- **Texto de origem**:
Nesta adaptação do clássico romance de Jack Kerouac, Mickey é um jovem em dúvida sobre que caminho seguir. Ele recebe a missão de levar dois rolos de papel em uma longa viagem até que conhece Pateta, alguém que gosta da arte de viajar e de curtir novas experiências.
Sinopse:
Uma divertida e inusitada homenagem ao romance mais polêmico de Jack Kerouac marca a estreia do selo Graphic Disney. Estados Unidos, década de 1950. Aspirante a escritor, Mickey aceita a tarefa de transportar duas bobinas de impressão de um lado a outro do país. Na viagem, ele conhece Pateta, um libertário de bem com a vida e cheio de jogo de cintura para encarar qualquer contratempo. E problema é o que não vai faltar na longa jornada desses amigos improváveis, pois tem gente muito mal-intencionada atrás deles! A Panini Brasil lança mais uma coleção de HQs Disney, agora enfocando o trabalho autoral de quadrinhistas contemporâneos, em volumes recheados de atrações extras, como esboços e comentários de bastidores.
Quando era menor sempre fui fã das aventuras do Tio Patinhas, do capitão Boeing e dos sobrinhos Huguinho, Zezinho e Luisinho. Inclusive um dos primeiros livros que eu li por minha conta foi o Guia do Escoteiro Mirim. Não era bem um livro de ficção, mas adorava tentar (e falhar miseravelmente) nos experimentos que o guia dava para a gente. E aí, cresci e fui deixando de lado os quadrinhos. Quando voltei há alguns anos, queria ler ou Marvel e DC ou os "quadrinhos sérios" e deixei de lado outras HQs que já haviam passado pela minha vida. E então, veio a iniciativa da Panini de passar a publicar o material de colecionador da Disney, mais as linhas europeias de banda desenhada ou coleções como as do Carl Barks e do Don Rosa. Nunca foi algo que me chamou a atenção, embora admitisse que havia um público para isso. A Panini havia pego parte dos direitos que pertenciam à Abril (a principal foi parar nas mãos da Culturama). E uma das primeiras publicações dessa nova iniciativa foi Mickey e Pateta - Pé na Estrada. Dizia na sinopse ser uma adaptação de On the Road, um livro clássico de Jack Kerouac. Minha reação foi: "uhmmmm...". Comprei, li e me surpreendi com o conteúdo. E comprei outros quadrinhos Disney. E me surpreendi novamente porque a nossa leitura como adultos é completamente diferente da que temos em nossa infância. Digo isso a respeito do roteiro e da arte principalmente dos quadrinhos Disney italianos e franco-belgas. São algo completamente à parte do que você, leitor, esperaria. Duvida? Deixa eu te levar nessa resenha a rever seus conceitos.

- **Material fornecido**:
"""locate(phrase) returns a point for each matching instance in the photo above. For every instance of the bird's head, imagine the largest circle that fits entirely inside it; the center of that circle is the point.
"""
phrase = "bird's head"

- **Tarefas do exercício**:
1 > De acordo com o texto de origem, a estreia de qual selo é marcada por essa homenagem ao romance de Jack Kerouac?
2 > Retorne, sem nenhuma alteração, o trecho do texto de origem entre "Nesta adaptação do" e "curtir novas experiências.", inclusive.

- **Resultados esperados**:
1 > A do selo Graphic Disney.

2 >
Nesta adaptação do clássico romance de Jack Kerouac, Mickey é um jovem em dúvida sobre que caminho seguir. Ele recebe a missão de levar dois rolos de papel em uma longa viagem até que conhece Pateta, alguém que gosta da arte de viajar e de curtir novas experiências.